#### [Текст]
* * *
И Библия не отрицает такую возможность (об этом можно судить по готовности
Авраама подчиниться Божьему повелению принести в жертву Исаака). С нашей
точки зрения (в отличие от общепринятой) жестокое требование Господа имело
своей целью не столько испытание незыблемости авраамовой веры (Бог в этом
не сомневался), сколько проверку готовности Авраама исполнить Божий закон
о первенцах (Числа 3:13) на самом деле (в натуральной его сущности): «Ибо
все первенцы – Мои; в тот день, когда поразил Я всех первенцов в земле
Египетской, освятил Я Себе всех первенцев Израилевых от человека до скота;
они должны быть Мои. Я Господь». «Но ведь Исаак не первенец!», – возразит
вдумчивый и всезнающий читатель. «Да!» – подтвердим мы его несомненную
компетентность, но добавим при этом, что патриархи наши нередко нарушали
права первенца, как главного наследника, на законную долю из своего имущества.
И, действительно, ведь в этом отношении Исаак был предпочтен Авраамом первенцу
Исмаилу. Именно отсюда исходит негодование Господа (Бытие 22:2): «Бог сказал:
возьми сына твоего, единственного твоего, которого ты любишь, Исаака; и
пойди в землю Мориа, и там принеси его во всесожжение». И если это требование
Господа имело благополучный исход, то, как свидетельствует Библия, случаи
принесения людей в жертву все же имели место. В Книге Судий 11: 30, 31,
34, 39, например, повествуется о том, как Иеффай заклал собственную
дочь.
Конечно же, еврейская религия – явление более цивилизованного
порядка, чем, скажем, та, которая питалась мифами Древнего Египта или Ригведы,
но косвенно и в ней присутствуют отголоски жестоких мифологических расчленений.
В той же Книге Судей 19:28, 29 нашло себе место следующее натуралистическое
описание, похожее чем-то на кадры из кинофильмов в стиле итальянского неореализма:
«Он сказал ей: вставай, пойдем. Но ответа не было, потому что она умерла...
Пришедши в дом свой, взял нож, и, взяв наложницу свою, разрезал ее по частям
ее на двенадцать частей, и послал во все пределы Израилевы». Этот поступок
некоего левита в контексте Библии кажется, на первый взгляд, логически
необъяснимым. Но объяснение есть и заключается оно в том, что в левите
этом сработало бессознательное – архетипы, переданные ему по наследству
теми далекими предками, которые на несколько тысячелетий были старше не
только самого левита, но и самого Авраама. Согласно древнейшей схеме, уже
упомянутой нами ранее, возрождение рассматривалось как следствие расчленения.
* * *
#### [Исходные данные]
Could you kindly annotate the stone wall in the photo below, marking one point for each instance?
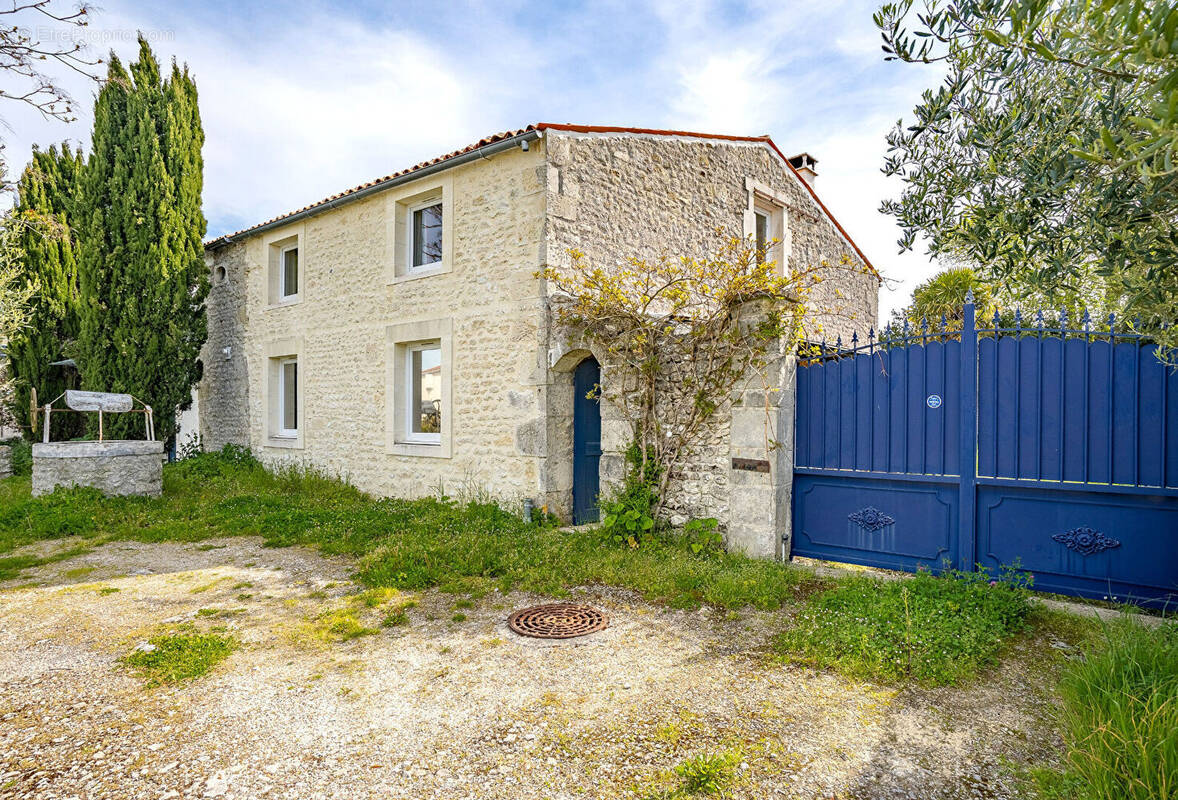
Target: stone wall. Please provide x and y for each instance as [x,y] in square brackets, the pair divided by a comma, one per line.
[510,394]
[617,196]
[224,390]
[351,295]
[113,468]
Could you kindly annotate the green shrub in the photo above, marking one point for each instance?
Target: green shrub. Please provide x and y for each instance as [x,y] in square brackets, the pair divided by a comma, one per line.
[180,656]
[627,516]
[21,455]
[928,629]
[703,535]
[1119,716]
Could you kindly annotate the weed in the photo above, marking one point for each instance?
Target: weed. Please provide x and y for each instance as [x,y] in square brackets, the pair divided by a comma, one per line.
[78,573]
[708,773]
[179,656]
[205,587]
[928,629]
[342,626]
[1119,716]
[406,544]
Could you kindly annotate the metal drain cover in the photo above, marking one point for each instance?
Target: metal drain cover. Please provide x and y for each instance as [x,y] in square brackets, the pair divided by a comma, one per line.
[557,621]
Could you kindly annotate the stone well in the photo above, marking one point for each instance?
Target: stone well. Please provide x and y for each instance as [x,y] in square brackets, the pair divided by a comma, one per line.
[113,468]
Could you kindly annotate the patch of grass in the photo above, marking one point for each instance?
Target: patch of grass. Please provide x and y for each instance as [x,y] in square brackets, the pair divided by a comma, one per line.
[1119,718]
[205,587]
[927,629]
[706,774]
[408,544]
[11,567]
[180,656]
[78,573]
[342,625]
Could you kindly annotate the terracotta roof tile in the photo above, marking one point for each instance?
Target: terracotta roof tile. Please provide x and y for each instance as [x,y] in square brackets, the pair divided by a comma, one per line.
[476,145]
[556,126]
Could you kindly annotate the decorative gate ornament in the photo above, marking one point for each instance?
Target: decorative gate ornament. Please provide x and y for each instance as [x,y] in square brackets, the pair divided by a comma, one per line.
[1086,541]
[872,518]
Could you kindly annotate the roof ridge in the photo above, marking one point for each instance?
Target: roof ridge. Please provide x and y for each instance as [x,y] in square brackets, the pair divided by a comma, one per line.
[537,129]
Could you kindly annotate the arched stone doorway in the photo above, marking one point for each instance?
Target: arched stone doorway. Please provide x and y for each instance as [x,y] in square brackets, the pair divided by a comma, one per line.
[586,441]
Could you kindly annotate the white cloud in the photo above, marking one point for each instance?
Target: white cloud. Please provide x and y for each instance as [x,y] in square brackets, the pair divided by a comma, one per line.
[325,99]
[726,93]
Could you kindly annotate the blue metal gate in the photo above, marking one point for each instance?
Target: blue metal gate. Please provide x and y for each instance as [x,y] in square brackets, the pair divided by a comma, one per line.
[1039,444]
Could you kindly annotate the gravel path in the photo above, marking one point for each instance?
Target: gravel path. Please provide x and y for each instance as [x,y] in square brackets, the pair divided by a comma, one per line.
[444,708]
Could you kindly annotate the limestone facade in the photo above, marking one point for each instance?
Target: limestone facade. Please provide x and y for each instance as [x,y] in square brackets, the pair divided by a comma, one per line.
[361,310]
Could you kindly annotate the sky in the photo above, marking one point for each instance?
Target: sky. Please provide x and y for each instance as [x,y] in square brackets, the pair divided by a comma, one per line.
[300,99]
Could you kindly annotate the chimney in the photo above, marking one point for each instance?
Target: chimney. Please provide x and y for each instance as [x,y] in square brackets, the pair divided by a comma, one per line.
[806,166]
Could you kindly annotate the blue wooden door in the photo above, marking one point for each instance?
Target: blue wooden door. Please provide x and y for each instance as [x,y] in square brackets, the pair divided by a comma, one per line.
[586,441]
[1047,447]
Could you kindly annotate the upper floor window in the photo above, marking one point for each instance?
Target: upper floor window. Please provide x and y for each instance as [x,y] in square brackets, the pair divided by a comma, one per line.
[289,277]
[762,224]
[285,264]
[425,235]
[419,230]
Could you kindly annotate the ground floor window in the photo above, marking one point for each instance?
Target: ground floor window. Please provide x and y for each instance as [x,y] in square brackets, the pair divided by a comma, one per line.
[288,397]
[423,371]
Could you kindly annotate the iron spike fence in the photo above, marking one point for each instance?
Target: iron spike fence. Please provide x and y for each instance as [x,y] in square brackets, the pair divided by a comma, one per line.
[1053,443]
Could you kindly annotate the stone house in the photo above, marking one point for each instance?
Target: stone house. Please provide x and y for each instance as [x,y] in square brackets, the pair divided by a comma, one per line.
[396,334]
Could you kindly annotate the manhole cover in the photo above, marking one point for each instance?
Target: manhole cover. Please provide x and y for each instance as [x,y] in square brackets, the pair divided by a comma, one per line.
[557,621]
* * *
#### [Задания]
a) Соответствуют ли тексту о жертве Исаака утверждения (i) «Согласно тексту, Бог сомневался в вере Авраама», (ii) «Исаак был первенцем Авраама» и (iii) «Книга Судий рассказывает, что Иеффай заклал свою дочь»? На каждое ответьте «да» или «нет» и приведите дословно решающие слова текста.
b) Выпишите из текста о жертве Исаака без единого изменения отрывок от слов «Конечно же, еврейская» до слов «жестоких мифологических расчленений.» включительно.

#### [Ответы по порядку]
a)
(i) Нет: «Бог в этом не сомневался».
(ii) Нет: «Исаак был предпочтен Авраамом первенцу Исмаилу».
(iii) Да: «Иеффай заклал собственную дочь».

b)
Конечно же, еврейская религия – явление более цивилизованного
порядка, чем, скажем, та, которая питалась мифами Древнего Египта или Ригведы,
но косвенно и в ней присутствуют отголоски жестоких мифологических расчленений.